TASK INSTRUCTIONS. Rewrite the data from the line containing "point: woman in white" through the end of the data, both ends included, as a numbered list with one line per item. Leave out any blank lines.

[Start of INPUT ROWS]

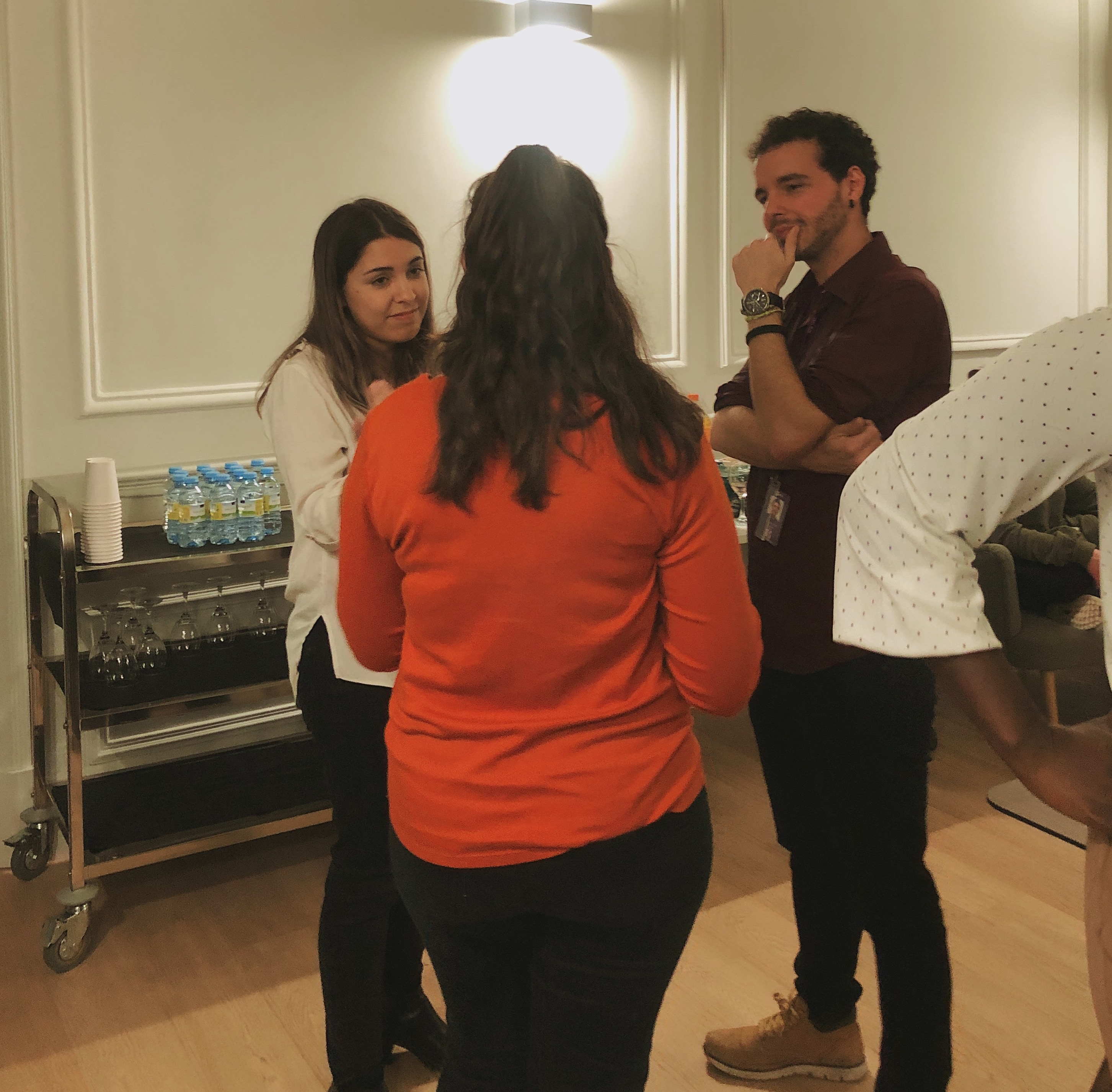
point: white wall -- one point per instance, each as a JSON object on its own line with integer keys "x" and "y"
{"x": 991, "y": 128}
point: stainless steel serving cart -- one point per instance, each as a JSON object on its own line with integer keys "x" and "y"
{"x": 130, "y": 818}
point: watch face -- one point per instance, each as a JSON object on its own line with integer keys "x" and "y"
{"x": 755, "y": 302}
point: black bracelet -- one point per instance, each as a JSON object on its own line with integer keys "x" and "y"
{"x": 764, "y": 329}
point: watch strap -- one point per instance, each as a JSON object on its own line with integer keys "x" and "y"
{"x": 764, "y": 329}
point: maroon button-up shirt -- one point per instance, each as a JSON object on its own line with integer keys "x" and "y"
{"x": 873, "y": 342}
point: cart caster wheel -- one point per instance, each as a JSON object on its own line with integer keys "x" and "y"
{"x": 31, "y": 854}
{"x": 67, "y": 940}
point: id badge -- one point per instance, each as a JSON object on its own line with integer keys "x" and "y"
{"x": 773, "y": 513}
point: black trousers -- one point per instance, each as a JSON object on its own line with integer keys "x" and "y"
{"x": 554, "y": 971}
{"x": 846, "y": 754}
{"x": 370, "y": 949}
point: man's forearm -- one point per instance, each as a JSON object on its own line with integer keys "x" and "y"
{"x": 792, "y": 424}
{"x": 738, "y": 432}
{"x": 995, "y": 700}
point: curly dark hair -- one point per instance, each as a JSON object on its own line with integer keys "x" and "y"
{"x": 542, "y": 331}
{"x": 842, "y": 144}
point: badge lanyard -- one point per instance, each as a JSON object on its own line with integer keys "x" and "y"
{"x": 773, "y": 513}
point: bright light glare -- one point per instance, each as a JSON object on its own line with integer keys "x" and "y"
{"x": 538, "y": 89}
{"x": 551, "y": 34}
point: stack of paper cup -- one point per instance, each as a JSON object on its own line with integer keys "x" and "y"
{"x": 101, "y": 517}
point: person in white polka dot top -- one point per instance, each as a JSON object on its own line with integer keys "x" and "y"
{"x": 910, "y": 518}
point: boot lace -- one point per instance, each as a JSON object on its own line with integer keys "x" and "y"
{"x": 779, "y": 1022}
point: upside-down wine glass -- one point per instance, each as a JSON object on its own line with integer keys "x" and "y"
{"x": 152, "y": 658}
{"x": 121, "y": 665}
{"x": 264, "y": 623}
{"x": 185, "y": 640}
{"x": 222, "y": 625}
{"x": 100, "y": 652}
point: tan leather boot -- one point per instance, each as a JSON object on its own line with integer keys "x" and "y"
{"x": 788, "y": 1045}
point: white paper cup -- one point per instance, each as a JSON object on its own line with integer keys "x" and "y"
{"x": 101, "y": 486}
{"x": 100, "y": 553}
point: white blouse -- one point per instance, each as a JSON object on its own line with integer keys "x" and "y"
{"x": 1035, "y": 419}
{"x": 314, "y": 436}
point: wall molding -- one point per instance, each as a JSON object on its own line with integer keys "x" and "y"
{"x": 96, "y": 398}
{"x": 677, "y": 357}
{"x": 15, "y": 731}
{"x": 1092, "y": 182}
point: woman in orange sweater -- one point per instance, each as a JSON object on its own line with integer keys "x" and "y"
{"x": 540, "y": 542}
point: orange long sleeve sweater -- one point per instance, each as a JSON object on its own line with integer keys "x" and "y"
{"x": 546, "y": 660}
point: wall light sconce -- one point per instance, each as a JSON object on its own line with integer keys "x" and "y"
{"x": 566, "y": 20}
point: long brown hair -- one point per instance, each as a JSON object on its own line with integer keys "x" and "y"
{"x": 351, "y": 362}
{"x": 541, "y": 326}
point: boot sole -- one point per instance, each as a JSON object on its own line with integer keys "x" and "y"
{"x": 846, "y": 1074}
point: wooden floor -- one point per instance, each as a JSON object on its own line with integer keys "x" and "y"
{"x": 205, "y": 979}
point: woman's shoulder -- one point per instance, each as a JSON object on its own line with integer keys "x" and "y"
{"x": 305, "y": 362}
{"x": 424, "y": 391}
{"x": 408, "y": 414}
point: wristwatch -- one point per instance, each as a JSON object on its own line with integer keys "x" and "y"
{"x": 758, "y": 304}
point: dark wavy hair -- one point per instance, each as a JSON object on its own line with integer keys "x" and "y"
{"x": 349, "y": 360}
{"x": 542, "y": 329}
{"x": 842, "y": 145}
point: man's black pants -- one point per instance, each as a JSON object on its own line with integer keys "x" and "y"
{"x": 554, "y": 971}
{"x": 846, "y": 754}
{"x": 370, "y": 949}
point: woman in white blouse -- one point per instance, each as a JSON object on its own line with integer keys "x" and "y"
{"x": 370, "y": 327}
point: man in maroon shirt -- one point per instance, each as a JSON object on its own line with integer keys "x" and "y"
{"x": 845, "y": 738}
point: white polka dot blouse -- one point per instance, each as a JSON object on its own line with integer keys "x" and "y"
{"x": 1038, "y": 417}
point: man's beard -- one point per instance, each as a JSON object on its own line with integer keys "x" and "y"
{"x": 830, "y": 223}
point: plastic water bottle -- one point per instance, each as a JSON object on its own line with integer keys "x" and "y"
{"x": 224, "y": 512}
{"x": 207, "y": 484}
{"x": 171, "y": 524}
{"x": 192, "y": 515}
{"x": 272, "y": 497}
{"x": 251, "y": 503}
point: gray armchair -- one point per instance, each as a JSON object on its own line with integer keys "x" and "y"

[End of INPUT ROWS]

RIGHT ANSWER.
1. point: woman in white blouse -- one point per instance, each as a JSON object on its own line with integer keys "x" and "y"
2. {"x": 370, "y": 327}
3. point: man in maroon shirt -- one point per instance, each as a JSON object on its own line with integer keys "x" and "y"
4. {"x": 845, "y": 738}
5. point: white polka dot blouse -- one point per instance, each as a JSON object on its own line with integer keys "x" and "y"
6. {"x": 1038, "y": 417}
7. point: man's beard -- one point per instance, each as a JSON object on its own line with integer keys "x" and "y"
8. {"x": 830, "y": 223}
9. point: plastic water bottle -- one point per instance, each as a JSON object on its own line with integer keys "x" and "y"
10. {"x": 224, "y": 512}
11. {"x": 207, "y": 484}
12. {"x": 171, "y": 524}
13. {"x": 192, "y": 515}
14. {"x": 272, "y": 497}
15. {"x": 251, "y": 503}
16. point: gray armchair -- one point per instance, each as a JSON object on its own line with integer keys "x" and "y"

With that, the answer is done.